Al fallecer un marido, la mujer mayor queda desprotegida y sin la imagen masculina que la legitimaba socialmente. Entonces, acusar a la viuda de bruja puede ser un medio eficaz para despojarla de sus bienes y apropiarse de las posesiones acumuladas durante años de trabajo.
En una sociedad que todavía valora la sumisión femenina, cualquier signo de independencia —sea por razón de carácter, éxito económico o defensa de sus derechos— puede activar rumores en torno a una supuesta posesión maligna.
Estas dinámicas se ven exacerbadas por la falta de comprensión en torno a la salud mental. La depresión, los trastornos de ansiedad o cualquier comportamiento percibido como “extraño” se patologizan a través de un lente místico.
Sin acceso a profesionales ni educación en el tema, las comunidades interpretan la diferencia y la vulnerabilidad de la mujer mayor como una amenaza oscura.
Iniciativas gubernamentales y el difícil camino a la reintegración
El gobierno de Ghana es consciente de la vergüenza y el dolor que suponen estos campamentos, considerados una reliquia arcaica que empaña la imagen de un país en vías de modernización.
Aunque han anunciado su intención de eliminarlos y permitir que las mujeres vivan sin riesgo en sus comunidades, este objetivo se ve obstaculizado por siglos de tradición y arraigadas creencias. El Estado y diversas organizaciones no gubernamentales han comenzado a trabajar en campañas de sensibilización, educación y desarrollo rural para desmontar, paso a paso, estas mentalidades hostiles.
Sin embargo, se reconoce que el proceso será lento. Las autoridades estiman que podría requerir más de dos décadas de esfuerzos sostenidos. En ese lapso, las mujeres continúan esperando un futuro más justo, con la esperanza de recuperar al menos una parte de la dignidad perdida.
Es un reto de gran magnitud: no solo es preciso desmontar prejuicios, sino reformar las estructuras económicas y sociales que perpetúan la dependencia y la marginalización femenina.
Perspectivas internacionales y nuevas generaciones
La comunidad internacional mira con preocupación este fenómeno. Diferentes organizaciones defensoras de los derechos humanos, como Human Rights Watch y Amnistía Internacional, han denunciado la situación, exigiendo que el gobierno ghanés y las autoridades locales tomen medidas inmediatas. También han surgido iniciativas para documentar las historias de estas mujeres, dando voz a quienes durante demasiado tiempo han permanecido silenciadas por la violencia simbólica y real.

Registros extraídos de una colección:
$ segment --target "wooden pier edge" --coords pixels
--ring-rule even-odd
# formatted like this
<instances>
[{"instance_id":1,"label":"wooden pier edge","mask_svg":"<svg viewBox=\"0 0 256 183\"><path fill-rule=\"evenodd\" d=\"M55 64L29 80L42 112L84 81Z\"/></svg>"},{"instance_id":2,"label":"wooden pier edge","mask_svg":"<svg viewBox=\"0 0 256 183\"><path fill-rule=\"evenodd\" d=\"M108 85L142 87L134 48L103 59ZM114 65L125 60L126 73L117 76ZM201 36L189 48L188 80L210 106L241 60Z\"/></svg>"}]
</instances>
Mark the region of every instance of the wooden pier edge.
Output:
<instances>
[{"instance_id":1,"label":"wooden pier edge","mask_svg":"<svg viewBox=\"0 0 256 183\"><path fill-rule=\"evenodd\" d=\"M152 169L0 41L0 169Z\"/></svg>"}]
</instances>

Tarea 1 —
Según el texto de origen, ¿en qué ámbitos han comenzado a trabajar en campañas el Estado y diversas organizaciones no gubernamentales? Enuméralos todos.
Tarea 2 —
En el texto de origen, ¿cuánto tiempo estiman las autoridades que podría requerir el proceso?
Estos registros provienen de otra fuente, ajena al texto de origen.

Solución escrita 1 —
Sensibilización, educación y desarrollo rural.

Solución escrita 2 —
Más de dos décadas de esfuerzos sostenidos.